• [Texto para analizar]:
-*-*-
Marginación, olvido y violencia, la vida de una mujer nahua de 78 años en Ayotzinapa, Tlapa

 

Doña Francisca tiene 78 años, unos 50 los vivió en el ir y venir de su comunidad a los campos de cultivos del norte del país como jornalera, para mantener a sus hijos, desde que se casó a los 13 años.
Sentada en una piedra, afuera de su casa de adobe y lámina en la comunidad nahua de Ayotzinapa, del municipio de Tlapa, doña Francisca Modesto Ortiz contó que no sabe leer, no fue a la escuela porque tuvo que ayudar a su mamá en los quehaceres de su casa, por ser la mayor de cinco hermanos.
Ella se casó a los 13 años, pasó cinco recibiendo golpes de su marido, y agresiones verbales de la familia porque no se podía embarazar, “no era mujer y tenían que curarla”.
Después de ese tiempo, tuvo a su primera hija, parto que coincidió con el nacimiento de uno de sus hermanos y la muerte de su mamá, de quien no pudo despedirse.
Desde entonces empezó a salir como jornalera al corte de pepino, chile, tomate y jitomate, entre otras verduras, a Morelos, Sonora, Sinaloa y Baja California, con su esposo, para que les alcanzara para mantener a sus hijos.
En ese recorrido por el país como jornalera enviudó mientras trabajaban en Morelos, no supo las causas de la muerte de Agustín de la Cruz, su marido, lo que si recuerda es que andaba bebiendo y la dejó muy joven, porque apenas tenían cinco hijos, y que recogió su cuerpo para sepultarlo en Ayotzinapa.
-*-*-
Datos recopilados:
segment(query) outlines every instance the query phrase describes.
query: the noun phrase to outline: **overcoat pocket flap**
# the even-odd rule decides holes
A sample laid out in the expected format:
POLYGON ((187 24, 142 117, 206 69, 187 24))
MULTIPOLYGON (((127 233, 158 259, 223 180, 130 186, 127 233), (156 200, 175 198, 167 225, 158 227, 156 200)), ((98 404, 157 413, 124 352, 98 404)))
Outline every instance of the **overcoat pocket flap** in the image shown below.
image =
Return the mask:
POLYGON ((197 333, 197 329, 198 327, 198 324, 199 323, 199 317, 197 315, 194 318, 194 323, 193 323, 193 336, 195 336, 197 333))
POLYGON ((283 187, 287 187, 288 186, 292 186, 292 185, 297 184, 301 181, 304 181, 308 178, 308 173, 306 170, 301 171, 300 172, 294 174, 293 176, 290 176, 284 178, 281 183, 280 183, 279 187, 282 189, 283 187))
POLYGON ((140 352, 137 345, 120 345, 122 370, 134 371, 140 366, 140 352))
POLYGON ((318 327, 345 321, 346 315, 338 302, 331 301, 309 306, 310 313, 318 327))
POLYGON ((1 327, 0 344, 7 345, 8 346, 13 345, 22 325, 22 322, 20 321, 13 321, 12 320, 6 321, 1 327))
-*-*-
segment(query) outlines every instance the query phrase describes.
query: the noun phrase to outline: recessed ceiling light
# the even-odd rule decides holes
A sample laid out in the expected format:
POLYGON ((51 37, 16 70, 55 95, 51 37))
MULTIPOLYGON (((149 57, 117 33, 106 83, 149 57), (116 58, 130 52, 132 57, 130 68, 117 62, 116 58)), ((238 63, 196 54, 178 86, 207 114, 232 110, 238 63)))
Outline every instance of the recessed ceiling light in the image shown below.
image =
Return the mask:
-*-*-
• [Instrucción de trabajo]:
Copia íntegro el texto sobre doña Francisca, sin cambiar nada.

• [Tu respuesta]:
Marginación, olvido y violencia, la vida de una mujer nahua de 78 años en Ayotzinapa, Tlapa

 

Doña Francisca tiene 78 años, unos 50 los vivió en el ir y venir de su comunidad a los campos de cultivos del norte del país como jornalera, para mantener a sus hijos, desde que se casó a los 13 años.
Sentada en una piedra, afuera de su casa de adobe y lámina en la comunidad nahua de Ayotzinapa, del municipio de Tlapa, doña Francisca Modesto Ortiz contó que no sabe leer, no fue a la escuela porque tuvo que ayudar a su mamá en los quehaceres de su casa, por ser la mayor de cinco hermanos.
Ella se casó a los 13 años, pasó cinco recibiendo golpes de su marido, y agresiones verbales de la familia porque no se podía embarazar, “no era mujer y tenían que curarla”.
Después de ese tiempo, tuvo a su primera hija, parto que coincidió con el nacimiento de uno de sus hermanos y la muerte de su mamá, de quien no pudo despedirse.
Desde entonces empezó a salir como jornalera al corte de pepino, chile, tomate y jitomate, entre otras verduras, a Morelos, Sonora, Sinaloa y Baja California, con su esposo, para que les alcanzara para mantener a sus hijos.
En ese recorrido por el país como jornalera enviudó mientras trabajaban en Morelos, no supo las causas de la muerte de Agustín de la Cruz, su marido, lo que si recuerda es que andaba bebiendo y la dejó muy joven, porque apenas tenían cinco hijos, y que recogió su cuerpo para sepultarlo en Ayotzinapa.